Task description - Turn the stretch of material below from the line containing "the chair armrest." through the line containing "x=822 y=719" into a Markdown table with the columns Row and Line, one row per nonblank line.

Dataset records on object locations
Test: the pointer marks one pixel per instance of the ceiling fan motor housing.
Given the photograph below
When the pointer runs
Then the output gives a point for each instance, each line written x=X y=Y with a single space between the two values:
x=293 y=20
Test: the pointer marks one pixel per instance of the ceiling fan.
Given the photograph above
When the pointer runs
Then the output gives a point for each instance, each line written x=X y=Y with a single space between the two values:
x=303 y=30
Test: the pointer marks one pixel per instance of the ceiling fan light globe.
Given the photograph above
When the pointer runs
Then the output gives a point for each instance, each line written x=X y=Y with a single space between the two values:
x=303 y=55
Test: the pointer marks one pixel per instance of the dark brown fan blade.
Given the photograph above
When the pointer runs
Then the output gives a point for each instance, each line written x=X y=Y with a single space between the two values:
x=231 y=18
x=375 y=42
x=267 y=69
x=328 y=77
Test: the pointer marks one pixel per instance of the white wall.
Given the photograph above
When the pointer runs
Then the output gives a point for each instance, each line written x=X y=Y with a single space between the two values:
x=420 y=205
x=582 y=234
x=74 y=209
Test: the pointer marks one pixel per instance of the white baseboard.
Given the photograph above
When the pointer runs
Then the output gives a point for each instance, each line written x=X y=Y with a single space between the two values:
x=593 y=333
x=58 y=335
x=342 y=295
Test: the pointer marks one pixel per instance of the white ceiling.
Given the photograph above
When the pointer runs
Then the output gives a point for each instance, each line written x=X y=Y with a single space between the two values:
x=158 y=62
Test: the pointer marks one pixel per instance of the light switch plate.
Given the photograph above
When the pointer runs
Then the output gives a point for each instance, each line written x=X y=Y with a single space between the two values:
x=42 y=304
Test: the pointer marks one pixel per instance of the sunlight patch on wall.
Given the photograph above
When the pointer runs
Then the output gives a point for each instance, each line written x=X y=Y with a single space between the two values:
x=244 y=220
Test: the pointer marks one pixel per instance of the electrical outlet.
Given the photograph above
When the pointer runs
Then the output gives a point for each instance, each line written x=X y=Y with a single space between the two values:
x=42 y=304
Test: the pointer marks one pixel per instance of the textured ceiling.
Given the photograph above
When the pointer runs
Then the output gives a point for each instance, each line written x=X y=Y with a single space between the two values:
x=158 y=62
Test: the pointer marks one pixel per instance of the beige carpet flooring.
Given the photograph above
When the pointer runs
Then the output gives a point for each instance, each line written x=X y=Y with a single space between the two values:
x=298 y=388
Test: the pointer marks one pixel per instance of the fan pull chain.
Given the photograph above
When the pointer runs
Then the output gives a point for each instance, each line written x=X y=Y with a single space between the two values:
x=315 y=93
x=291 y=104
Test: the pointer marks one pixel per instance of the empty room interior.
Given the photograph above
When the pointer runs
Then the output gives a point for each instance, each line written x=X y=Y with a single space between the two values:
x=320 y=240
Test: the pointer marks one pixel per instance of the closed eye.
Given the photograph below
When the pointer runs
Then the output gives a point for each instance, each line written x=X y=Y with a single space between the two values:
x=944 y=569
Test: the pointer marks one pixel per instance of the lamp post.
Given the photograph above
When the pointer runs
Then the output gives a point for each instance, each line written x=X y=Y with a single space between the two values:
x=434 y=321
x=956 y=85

==

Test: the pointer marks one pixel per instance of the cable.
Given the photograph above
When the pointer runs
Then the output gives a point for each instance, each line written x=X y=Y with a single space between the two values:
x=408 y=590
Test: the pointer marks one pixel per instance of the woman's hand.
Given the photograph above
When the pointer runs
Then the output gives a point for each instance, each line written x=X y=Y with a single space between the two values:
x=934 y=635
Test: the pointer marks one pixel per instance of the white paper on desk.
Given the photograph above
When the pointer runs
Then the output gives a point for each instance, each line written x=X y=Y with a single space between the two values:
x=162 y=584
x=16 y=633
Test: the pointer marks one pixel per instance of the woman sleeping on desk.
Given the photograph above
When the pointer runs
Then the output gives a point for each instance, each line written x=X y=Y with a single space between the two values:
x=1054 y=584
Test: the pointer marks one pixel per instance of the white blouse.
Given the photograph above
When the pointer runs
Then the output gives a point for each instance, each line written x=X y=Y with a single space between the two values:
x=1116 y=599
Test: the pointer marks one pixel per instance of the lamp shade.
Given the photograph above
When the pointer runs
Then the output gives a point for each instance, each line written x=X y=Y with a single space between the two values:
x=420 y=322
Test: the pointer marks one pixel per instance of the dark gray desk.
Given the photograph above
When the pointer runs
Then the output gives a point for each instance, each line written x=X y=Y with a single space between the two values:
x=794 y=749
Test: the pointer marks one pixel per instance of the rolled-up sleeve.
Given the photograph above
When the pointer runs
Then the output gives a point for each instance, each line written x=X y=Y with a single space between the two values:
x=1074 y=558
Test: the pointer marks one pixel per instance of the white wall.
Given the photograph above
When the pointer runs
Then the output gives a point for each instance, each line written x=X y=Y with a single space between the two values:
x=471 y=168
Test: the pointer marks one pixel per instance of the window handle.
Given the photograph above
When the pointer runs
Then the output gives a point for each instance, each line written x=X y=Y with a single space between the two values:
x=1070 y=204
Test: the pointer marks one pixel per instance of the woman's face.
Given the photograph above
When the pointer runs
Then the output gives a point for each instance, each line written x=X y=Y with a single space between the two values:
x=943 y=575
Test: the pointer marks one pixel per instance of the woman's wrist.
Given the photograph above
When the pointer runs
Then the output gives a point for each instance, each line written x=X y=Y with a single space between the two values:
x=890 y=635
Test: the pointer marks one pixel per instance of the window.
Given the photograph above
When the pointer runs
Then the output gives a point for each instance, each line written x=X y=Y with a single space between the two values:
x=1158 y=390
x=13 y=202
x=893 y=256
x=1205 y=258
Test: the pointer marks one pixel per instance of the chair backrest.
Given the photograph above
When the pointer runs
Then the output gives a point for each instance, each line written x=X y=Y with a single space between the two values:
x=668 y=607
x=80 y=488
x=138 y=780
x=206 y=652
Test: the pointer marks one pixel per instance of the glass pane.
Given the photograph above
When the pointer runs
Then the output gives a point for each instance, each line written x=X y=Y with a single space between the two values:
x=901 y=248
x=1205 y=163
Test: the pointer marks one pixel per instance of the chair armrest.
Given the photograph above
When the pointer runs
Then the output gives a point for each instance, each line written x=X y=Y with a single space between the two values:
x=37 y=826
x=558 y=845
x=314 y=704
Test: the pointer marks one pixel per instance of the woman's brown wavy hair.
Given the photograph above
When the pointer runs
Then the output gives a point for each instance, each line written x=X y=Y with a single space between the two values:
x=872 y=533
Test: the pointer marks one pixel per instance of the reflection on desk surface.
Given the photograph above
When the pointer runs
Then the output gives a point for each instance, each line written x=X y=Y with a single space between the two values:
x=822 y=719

...

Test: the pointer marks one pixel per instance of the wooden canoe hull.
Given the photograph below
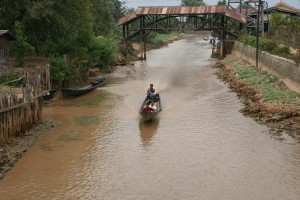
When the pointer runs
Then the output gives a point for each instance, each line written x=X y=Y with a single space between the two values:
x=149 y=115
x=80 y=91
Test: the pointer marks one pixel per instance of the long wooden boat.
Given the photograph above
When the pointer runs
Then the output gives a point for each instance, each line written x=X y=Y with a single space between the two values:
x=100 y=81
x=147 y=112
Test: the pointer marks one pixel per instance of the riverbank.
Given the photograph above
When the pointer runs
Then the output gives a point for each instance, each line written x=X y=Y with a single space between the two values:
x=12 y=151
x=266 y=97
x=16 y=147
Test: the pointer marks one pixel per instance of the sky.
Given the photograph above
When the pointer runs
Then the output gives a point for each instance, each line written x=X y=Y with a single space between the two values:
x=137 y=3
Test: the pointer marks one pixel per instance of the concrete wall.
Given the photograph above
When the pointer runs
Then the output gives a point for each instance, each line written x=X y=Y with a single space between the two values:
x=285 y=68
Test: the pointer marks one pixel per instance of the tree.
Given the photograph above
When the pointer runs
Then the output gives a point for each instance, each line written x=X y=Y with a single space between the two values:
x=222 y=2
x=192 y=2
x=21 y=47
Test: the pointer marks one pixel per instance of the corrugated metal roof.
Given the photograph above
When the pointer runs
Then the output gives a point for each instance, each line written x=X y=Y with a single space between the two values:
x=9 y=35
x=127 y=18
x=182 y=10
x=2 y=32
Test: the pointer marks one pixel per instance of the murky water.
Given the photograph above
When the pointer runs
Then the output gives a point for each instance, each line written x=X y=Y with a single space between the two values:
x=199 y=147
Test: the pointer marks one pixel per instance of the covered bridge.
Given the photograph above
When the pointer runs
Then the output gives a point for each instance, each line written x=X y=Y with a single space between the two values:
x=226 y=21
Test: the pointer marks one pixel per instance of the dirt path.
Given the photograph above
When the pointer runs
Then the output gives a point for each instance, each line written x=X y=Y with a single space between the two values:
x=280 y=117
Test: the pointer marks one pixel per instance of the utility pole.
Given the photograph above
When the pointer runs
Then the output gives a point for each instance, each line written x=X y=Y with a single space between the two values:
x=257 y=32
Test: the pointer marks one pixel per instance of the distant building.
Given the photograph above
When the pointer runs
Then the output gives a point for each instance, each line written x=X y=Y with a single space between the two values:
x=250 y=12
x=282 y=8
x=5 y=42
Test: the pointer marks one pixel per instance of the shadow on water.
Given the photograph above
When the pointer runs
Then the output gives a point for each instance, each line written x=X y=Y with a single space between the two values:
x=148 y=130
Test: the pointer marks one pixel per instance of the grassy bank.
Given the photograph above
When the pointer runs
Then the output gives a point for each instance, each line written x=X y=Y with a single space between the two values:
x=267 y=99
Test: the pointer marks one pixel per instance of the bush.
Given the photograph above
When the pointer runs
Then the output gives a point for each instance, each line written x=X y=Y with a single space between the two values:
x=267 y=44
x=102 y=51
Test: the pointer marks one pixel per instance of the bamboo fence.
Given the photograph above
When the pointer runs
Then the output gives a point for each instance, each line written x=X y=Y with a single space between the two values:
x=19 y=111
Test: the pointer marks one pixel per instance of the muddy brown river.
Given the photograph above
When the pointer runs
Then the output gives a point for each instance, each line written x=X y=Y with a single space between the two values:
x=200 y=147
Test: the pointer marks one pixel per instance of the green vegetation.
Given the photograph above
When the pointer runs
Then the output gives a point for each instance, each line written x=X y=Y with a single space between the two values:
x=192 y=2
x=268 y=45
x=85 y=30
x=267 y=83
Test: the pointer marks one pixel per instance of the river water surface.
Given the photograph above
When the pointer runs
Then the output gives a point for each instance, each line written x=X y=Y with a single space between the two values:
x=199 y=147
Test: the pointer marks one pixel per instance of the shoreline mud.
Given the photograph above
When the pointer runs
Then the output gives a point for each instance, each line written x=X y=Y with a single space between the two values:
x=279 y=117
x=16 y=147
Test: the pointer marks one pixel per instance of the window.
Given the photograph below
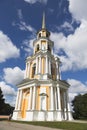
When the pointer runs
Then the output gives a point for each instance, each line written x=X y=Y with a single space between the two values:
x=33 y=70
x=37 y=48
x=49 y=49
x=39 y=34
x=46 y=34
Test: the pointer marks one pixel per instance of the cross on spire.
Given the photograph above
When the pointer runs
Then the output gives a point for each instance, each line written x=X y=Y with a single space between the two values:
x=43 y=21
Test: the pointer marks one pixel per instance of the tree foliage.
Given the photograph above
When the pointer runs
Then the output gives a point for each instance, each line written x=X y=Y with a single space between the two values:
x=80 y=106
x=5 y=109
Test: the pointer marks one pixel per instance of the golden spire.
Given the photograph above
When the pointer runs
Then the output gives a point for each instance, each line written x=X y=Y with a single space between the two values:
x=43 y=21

Output below -
| Row | Line |
|---|---|
| 1 | Test: the pointer marks one pixel per instance of the chair armrest. |
| 2 | Given the photograph above |
| 3 | When the pointer runs |
| 4 | Then the output gives a point for each instance, each line written x=X y=Y with a single space between the two values: |
| 5 | x=37 y=826 |
| 6 | x=558 y=845 |
| 7 | x=314 y=704 |
| 8 | Test: the pointer marks one pixel per instance of the woman's brown wavy hair. |
| 9 | Given the photograph above |
| 10 | When the pointer runs |
| 11 | Then the output gives a point for each instance, each line written x=X y=Y with a single space between the two values: |
| 12 | x=872 y=533 |
| 13 | Test: the pointer marks one pixel per instance of the reflection on desk surface. |
| 14 | Given the photograph above |
| 15 | When the pointer runs |
| 16 | Then the output gives a point for each instance, each line written x=X y=Y with a single space between the two values: |
| 17 | x=822 y=719 |